Saved entries:
<<<<
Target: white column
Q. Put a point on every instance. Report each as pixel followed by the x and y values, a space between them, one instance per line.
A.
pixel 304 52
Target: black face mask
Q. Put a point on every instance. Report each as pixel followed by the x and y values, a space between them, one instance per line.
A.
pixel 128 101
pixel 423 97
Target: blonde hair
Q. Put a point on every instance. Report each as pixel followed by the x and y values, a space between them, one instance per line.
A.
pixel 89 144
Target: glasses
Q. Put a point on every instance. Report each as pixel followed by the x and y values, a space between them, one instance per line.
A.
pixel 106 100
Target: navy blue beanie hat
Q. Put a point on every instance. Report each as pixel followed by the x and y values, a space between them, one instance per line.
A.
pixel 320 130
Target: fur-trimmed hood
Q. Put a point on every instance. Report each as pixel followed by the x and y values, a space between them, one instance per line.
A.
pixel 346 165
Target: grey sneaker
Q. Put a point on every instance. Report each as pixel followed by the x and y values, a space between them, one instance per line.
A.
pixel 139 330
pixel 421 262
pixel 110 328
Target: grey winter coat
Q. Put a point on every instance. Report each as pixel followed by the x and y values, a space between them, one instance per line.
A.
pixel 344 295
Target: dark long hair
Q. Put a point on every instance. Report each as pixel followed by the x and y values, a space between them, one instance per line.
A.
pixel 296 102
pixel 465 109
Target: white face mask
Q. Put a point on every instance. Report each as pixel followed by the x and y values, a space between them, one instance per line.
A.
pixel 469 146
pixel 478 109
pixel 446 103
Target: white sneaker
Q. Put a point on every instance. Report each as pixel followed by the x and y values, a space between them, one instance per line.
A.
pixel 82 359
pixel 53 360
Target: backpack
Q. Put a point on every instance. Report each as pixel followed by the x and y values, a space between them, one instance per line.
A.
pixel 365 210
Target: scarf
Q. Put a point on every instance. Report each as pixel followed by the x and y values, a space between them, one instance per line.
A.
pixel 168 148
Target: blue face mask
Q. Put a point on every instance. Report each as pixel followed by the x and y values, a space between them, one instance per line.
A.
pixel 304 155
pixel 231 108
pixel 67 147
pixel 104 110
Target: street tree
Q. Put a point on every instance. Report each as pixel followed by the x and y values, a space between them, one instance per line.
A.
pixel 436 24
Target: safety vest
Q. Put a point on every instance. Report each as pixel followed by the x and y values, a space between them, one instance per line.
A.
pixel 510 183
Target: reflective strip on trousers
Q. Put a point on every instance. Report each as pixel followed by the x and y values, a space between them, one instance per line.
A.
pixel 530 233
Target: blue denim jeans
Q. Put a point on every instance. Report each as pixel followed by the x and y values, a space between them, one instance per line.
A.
>>>>
- **Aim of the exercise**: Starting with the first line of the entries, transcribe every line up to and including the one with "Target: white face mask".

- **The completed task**:
Target: white column
Q. Put a point on every instance. Report each as pixel followed by the x and y values, a space between them, one instance per line.
A.
pixel 304 52
Target: black face mask
Q. Put a point on every instance. Report each as pixel followed by the x and y values, a space between them, one instance per line.
A.
pixel 128 101
pixel 423 97
Target: blonde hair
Q. Put a point on every instance. Report each as pixel followed by the x and y values, a space between them, one instance per line.
A.
pixel 89 144
Target: glasses
Q. Put a point on every instance. Report each as pixel followed by the x and y values, a space between them, one instance per line.
A.
pixel 106 100
Target: navy blue beanie hat
Q. Put a point on every instance. Report each as pixel followed by the x and y values, a space between them, one instance per line.
A.
pixel 320 130
Target: fur-trimmed hood
Q. Put a point on every instance. Report each as pixel followed by the x and y values, a space between them, one instance per line.
A.
pixel 346 165
Target: grey sneaker
Q. Put a point on every instance. Report each as pixel followed by the x and y values, a space between them, one instance per line.
A.
pixel 139 330
pixel 421 262
pixel 110 328
Target: grey winter coat
Q. Put a point on every instance. Report each as pixel followed by the x and y values, a space between them, one instance per line.
A.
pixel 344 295
Target: dark long hair
Q. Put a point on every instance. Report each as pixel followed by the x and y values, a space between them, one instance per line.
A.
pixel 296 102
pixel 465 109
Target: white face mask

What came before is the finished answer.